• **TASK DETAILS**
Could you write out the records below exactly as they appear?

• **DATASET**
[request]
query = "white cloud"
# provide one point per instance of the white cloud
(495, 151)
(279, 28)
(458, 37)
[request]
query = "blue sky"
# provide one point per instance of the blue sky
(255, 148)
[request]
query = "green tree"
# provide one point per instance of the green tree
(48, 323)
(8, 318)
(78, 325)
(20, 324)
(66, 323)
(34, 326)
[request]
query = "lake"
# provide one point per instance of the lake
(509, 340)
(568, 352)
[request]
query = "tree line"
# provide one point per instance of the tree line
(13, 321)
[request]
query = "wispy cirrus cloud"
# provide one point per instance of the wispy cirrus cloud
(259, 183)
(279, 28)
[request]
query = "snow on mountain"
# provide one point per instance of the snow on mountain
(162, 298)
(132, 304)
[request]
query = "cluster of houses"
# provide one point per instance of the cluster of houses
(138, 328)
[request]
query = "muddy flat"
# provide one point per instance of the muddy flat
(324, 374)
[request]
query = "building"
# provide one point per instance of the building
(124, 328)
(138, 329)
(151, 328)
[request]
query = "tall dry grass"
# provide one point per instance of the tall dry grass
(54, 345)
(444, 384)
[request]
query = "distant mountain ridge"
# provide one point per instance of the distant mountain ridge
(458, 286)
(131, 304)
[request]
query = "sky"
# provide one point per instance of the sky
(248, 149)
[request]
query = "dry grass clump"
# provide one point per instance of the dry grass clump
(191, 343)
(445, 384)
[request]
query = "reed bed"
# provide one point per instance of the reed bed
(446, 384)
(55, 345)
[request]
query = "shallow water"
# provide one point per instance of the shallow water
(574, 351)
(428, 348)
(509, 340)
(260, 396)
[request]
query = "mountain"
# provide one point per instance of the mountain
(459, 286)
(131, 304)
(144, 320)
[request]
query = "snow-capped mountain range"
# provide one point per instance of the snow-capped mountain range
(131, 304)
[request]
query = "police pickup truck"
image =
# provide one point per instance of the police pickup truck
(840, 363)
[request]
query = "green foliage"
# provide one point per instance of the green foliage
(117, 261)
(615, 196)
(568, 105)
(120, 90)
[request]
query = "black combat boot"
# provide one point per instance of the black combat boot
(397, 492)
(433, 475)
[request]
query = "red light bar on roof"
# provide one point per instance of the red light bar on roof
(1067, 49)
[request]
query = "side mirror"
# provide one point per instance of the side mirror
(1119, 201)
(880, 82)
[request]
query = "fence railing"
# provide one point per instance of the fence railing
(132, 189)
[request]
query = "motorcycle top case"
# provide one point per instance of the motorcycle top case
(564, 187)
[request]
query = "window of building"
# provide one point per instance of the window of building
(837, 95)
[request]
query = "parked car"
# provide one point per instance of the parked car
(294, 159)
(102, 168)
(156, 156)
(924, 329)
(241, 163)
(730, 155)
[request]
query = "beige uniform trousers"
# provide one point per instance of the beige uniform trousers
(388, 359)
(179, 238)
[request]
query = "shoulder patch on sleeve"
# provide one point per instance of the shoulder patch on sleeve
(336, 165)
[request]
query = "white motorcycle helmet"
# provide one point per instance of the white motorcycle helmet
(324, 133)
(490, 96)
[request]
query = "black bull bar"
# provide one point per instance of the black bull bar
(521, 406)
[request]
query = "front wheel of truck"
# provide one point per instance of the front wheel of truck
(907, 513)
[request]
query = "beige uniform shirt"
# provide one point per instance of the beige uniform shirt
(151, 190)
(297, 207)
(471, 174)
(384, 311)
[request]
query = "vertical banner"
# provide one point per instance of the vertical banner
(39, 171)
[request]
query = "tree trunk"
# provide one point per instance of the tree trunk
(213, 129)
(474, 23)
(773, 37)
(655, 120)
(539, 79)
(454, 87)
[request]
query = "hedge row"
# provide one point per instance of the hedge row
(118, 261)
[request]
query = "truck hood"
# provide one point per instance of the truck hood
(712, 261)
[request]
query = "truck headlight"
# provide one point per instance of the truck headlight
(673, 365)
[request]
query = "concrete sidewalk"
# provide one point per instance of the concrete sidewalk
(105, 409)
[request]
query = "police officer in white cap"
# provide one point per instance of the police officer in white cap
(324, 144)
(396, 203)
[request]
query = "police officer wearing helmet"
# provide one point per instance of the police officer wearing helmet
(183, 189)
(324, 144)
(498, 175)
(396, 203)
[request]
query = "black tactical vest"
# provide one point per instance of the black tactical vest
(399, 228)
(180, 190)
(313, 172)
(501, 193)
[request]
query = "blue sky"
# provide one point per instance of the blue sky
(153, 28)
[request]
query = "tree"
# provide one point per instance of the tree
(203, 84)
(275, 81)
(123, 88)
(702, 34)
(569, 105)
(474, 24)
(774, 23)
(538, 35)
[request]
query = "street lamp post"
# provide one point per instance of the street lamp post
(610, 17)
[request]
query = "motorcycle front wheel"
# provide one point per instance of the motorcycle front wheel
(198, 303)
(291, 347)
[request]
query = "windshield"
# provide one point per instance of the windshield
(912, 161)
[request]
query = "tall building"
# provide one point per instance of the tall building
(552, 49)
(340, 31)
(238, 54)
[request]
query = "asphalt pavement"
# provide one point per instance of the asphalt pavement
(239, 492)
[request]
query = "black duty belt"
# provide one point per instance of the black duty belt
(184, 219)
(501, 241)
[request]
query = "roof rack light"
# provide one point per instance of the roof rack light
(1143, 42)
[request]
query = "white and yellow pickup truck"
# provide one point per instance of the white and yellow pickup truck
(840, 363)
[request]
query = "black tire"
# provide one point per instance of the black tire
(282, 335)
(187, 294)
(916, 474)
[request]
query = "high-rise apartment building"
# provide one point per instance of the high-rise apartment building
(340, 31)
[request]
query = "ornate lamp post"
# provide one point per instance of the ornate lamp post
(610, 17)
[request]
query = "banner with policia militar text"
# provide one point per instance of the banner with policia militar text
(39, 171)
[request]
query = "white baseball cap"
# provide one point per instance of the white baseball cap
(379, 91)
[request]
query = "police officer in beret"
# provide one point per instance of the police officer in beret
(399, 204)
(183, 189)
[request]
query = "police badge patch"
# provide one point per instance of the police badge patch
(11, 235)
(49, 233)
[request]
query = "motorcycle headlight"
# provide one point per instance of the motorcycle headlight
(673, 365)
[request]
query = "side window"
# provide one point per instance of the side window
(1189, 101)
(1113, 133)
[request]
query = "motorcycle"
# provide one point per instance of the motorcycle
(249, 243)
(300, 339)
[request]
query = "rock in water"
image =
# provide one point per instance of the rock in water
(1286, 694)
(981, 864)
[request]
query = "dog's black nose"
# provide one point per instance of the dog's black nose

• **SOLUTION**
[request]
query = "white cloud"
# provide one point per instance of the white cloud
(495, 151)
(279, 28)
(458, 37)
[request]
query = "blue sky"
# provide one point per instance of the blue sky
(255, 148)
[request]
query = "green tree"
# provide one point per instance of the green tree
(48, 323)
(8, 318)
(78, 325)
(20, 324)
(66, 323)
(34, 326)
[request]
query = "lake"
# provide one point per instance of the lake
(509, 340)
(568, 352)
[request]
query = "tree line"
# provide one point per instance of the tree line
(13, 321)
[request]
query = "wispy cirrus cloud"
# provide one point per instance of the wispy cirrus cloud
(259, 183)
(279, 28)
[request]
query = "snow on mountain"
# provide one point per instance of the snow on mountain
(162, 298)
(132, 304)
[request]
query = "cluster of houses"
# provide one point per instance of the cluster of houses
(138, 328)
[request]
query = "muddy flat"
# provide one point per instance of the muddy flat
(324, 374)
[request]
query = "building"
# provide one point per instance of the building
(124, 328)
(138, 329)
(151, 328)
[request]
query = "tall dry grass"
# provide one point per instance of the tall dry grass
(54, 345)
(444, 384)
[request]
query = "distant mountain ridge"
# provide one point per instance of the distant mountain ridge
(458, 286)
(131, 304)
[request]
query = "sky"
# provide one point per instance of the sky
(248, 149)
[request]
query = "dry grass clump"
# provide one point per instance of the dry grass clump
(191, 343)
(445, 384)
[request]
query = "reed bed"
# provide one point per instance of the reed bed
(446, 384)
(55, 345)
[request]
query = "shallow water"
# provide one point per instance of the shallow water
(574, 351)
(428, 348)
(509, 340)
(260, 396)
[request]
query = "mountain"
# provide one point per instance of the mountain
(459, 286)
(131, 304)
(144, 320)
[request]
query = "snow-capped mountain range"
# provide one point per instance of the snow-capped mountain range
(131, 304)
[request]
query = "police pickup truck"
image =
# provide one point per instance of the police pickup truck
(840, 363)
[request]
query = "green foliage"
# provide one point per instance of the green foliage
(117, 261)
(615, 196)
(568, 105)
(120, 90)
[request]
query = "black combat boot"
# provide one point per instance of the black combat boot
(397, 492)
(433, 475)
[request]
query = "red light bar on roof"
# provide one point per instance of the red light bar on roof
(1067, 49)
[request]
query = "side mirror"
# provide one point per instance of the side mirror
(1119, 201)
(880, 82)
[request]
query = "fence railing"
# provide one point per instance of the fence railing
(132, 189)
[request]
query = "motorcycle top case"
# provide one point per instance of the motorcycle top case
(564, 187)
[request]
query = "window of building"
# provide one point per instance of the window of building
(837, 95)
[request]
query = "parked car"
# provide one point per instance of the parked car
(294, 159)
(102, 168)
(156, 156)
(924, 329)
(241, 163)
(730, 155)
[request]
query = "beige uniform trousers"
# provide one point per instance of the beige uniform trousers
(388, 359)
(179, 238)
[request]
query = "shoulder patch on sleeve"
# provide one point per instance of the shoulder patch on sleeve
(336, 165)
[request]
query = "white motorcycle helmet"
# provide one point per instance of the white motorcycle helmet
(324, 133)
(490, 96)
[request]
query = "black bull bar"
# provide one point per instance of the black bull bar
(521, 406)
[request]
query = "front wheel of truck"
# provide one point per instance of the front wheel of truck
(907, 513)
[request]
query = "beige uniform shirt"
# provide one point per instance of the beige uniform shirt
(151, 190)
(297, 207)
(471, 174)
(384, 311)
[request]
query = "vertical banner"
# provide one point per instance of the vertical banner
(39, 171)
[request]
query = "tree trunk"
# provide one point per instance of the tree trunk
(213, 129)
(474, 23)
(773, 37)
(655, 120)
(539, 79)
(454, 87)
[request]
query = "hedge row"
# provide one point per instance of the hedge row
(118, 261)
[request]
query = "truck hood"
# provide one point per instance of the truck hood
(712, 261)
[request]
query = "truck headlight"
# provide one point per instance of the truck headlight
(673, 365)
[request]
query = "concrete sidewalk"
# provide one point per instance of the concrete sidewalk
(105, 409)
[request]
query = "police officer in white cap"
# provide one point per instance of the police officer in white cap
(324, 144)
(396, 203)
[request]
query = "police officer wearing helmet"
# provide one point per instance of the police officer wearing helmet
(183, 189)
(324, 144)
(498, 175)
(396, 203)
[request]
query = "black tactical vest"
# provide one point per instance of the black tactical vest
(399, 228)
(180, 190)
(313, 172)
(501, 193)
[request]
query = "blue sky"
# provide one point per instance of the blue sky
(153, 28)
[request]
query = "tree"
# provide one point per instance of the tree
(203, 84)
(275, 81)
(123, 88)
(702, 34)
(569, 105)
(474, 24)
(774, 23)
(538, 35)
[request]
query = "street lamp post"
# provide one point per instance of the street lamp post
(610, 17)
[request]
query = "motorcycle front wheel"
# provide one point per instance of the motorcycle front wheel
(198, 303)
(291, 347)
[request]
query = "windshield"
# provide one point per instance of the windshield
(912, 161)
[request]
query = "tall building"
# provide one point per instance of the tall building
(552, 49)
(340, 31)
(238, 54)
[request]
query = "asphalt pavement"
# provide one point per instance of the asphalt pavement
(239, 492)
[request]
query = "black duty belt"
# provide one point per instance of the black duty belt
(184, 219)
(501, 241)
[request]
query = "roof rack light"
# provide one point per instance of the roof rack light
(1143, 42)
[request]
query = "white and yellow pickup truck"
# provide one point per instance of the white and yellow pickup truck
(840, 363)
[request]
query = "black tire"
# provide one point per instance of the black tire
(282, 335)
(187, 294)
(916, 474)
[request]
query = "high-rise apartment building"
# provide one point per instance of the high-rise apartment building
(340, 31)
[request]
query = "ornate lamp post"
# provide one point per instance of the ornate lamp post
(610, 17)
[request]
query = "banner with policia militar text"
# provide one point per instance of the banner with policia militar text
(39, 171)
[request]
query = "white baseball cap"
# provide one point per instance of the white baseball cap
(379, 91)
[request]
query = "police officer in beret"
# provide one point per instance of the police officer in beret
(399, 204)
(183, 189)
[request]
query = "police badge patch"
# provide one point per instance of the police badge patch
(11, 235)
(49, 233)
[request]
query = "motorcycle headlight"
# provide one point per instance of the motorcycle headlight
(673, 365)
[request]
query = "side window"
# provide one point per instance of the side window
(1189, 101)
(1113, 133)
[request]
query = "motorcycle"
# provide one point per instance of the motorcycle
(249, 243)
(300, 339)
[request]
query = "rock in water"
image =
# provide one point per instance of the rock in water
(1286, 694)
(981, 864)
[request]
query = "dog's black nose"
# provide one point per instance of the dog's black nose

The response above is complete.